> _Source passage_:
^^^^^^^^^^^^^^^^

“Honestly, utilities don’t understand how to use the [energy storage] product. Learn with them. That is what we are looking for,” said Stan Blazewicz, a Vice President and Global Head of Technology at National Grid. “Get past the PowerPoint slides and [show us] what you are willing to put into the partnership.”
 
At the MIT Energy Conference, National Grid and A123 agreed that it is essential for energy storage startups to see utilities as long-term partners, not merely as short-term customers through which to hit quarterly or yearly sales targets.
 
“When we talk to startups that have a way to go, [we ask] ‘Are they coming along for the ride with us or do they have a black box?’” said Blazewicz.  “As opposed to vendors that [just] say ‘We understand what your problem is,’ [A123] will bring [folks] that understand our language and how they can solve our problems.”
 
“When we sit down with the utility, they want to know how storage works. [They ask] ‘Will you work with us?’” said Chris Campbell, Vice President of Marketing and Business Development for A123 Grid Storage. “We have two PhDs on staff who do nothing but MATLAB. They sit with utilities and map [projects] out. We are not afraid [to find out] that a particular project or application may not work, but then we have a relationship with the utility.”

^^^^^^^^^^^^^^^^

> _Record excerpts_:
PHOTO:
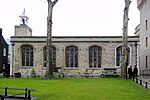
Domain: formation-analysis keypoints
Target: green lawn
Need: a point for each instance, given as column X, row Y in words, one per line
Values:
column 80, row 88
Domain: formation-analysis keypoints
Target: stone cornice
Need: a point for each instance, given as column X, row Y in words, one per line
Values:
column 63, row 39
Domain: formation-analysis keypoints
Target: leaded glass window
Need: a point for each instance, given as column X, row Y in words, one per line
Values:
column 95, row 54
column 71, row 56
column 53, row 56
column 27, row 55
column 119, row 55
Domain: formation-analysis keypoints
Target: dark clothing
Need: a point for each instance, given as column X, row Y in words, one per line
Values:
column 130, row 72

^^^^^^^^^^^^^^^^

> _What you need to do_:
- A) According to the passage on utilities and energy storage startups, why does Blazewicz distinguish A123 from other vendors? Answer in one to three sentences.
- B) Rewrite the part of the passage on utilities and energy storage startups that begins with the words containing "At the MIT Energy" and ends with "yearly sales targets.", putting "lasting allies" in place of "long-term partners".
- C) Continue the passage on utilities and energy storage startups from the point where it stops.
The items that come after the passage on utilities and energy storage startups are separate material.

> _Results_:
- A) Other vendors only claim that they understand National Grid's problem. A123, by contrast, brings people who understand the utility's language and know how they can solve its problems.

- B)
At the MIT Energy Conference, National Grid and A123 agreed that it is essential for energy storage startups to see utilities as lasting allies, not merely as short-term customers through which to hit quarterly or yearly sales targets.

- C)
 
But only the more progressive utilities -- think EDF in France or Enel in Italy -- are open to developing relationships with energy storage companies.
 
“Utilities, since facing restrictions in the 1990s, have been managing costs as much as we can. When it comes down to it, longer-term initiatives are put on the back burner,” said Blazewicz. “In many cases, [A123] will come to a [U.S.] utility and won’t know who to talk to because there is nobody to talk to. Outside of the U.S., in the U.K., we are allowed to spend on innovation and take risks with companies.”
 
The challenge for energy storage isn’t just on the utility side. Startups need to focus on particular problems.
 
“Identify what the problem is that you are trying to solve. People end up developing technologies, but they never tell you the attributes of the problem and how the technology can [address] those attributes,” said Mark Johnson, the director of ARPA-E’s Grid-Scale Rampable Intermittent Dispatchable Storage (GRIDS) program.  
 
Over time, utility installations will begin to address longer-duration attributes.
 
“As the price points come down, one of the areas that looks promising is peaker replacement,” said Campbell. “To date, most of our installations have been relatively short-duration. The market is moving toward longer-duration and multi-hours. That is captured in the deployments that will take place this year.”
 
But quantifying the value of storage’s diverse benefits will take time and require regulatory clarity.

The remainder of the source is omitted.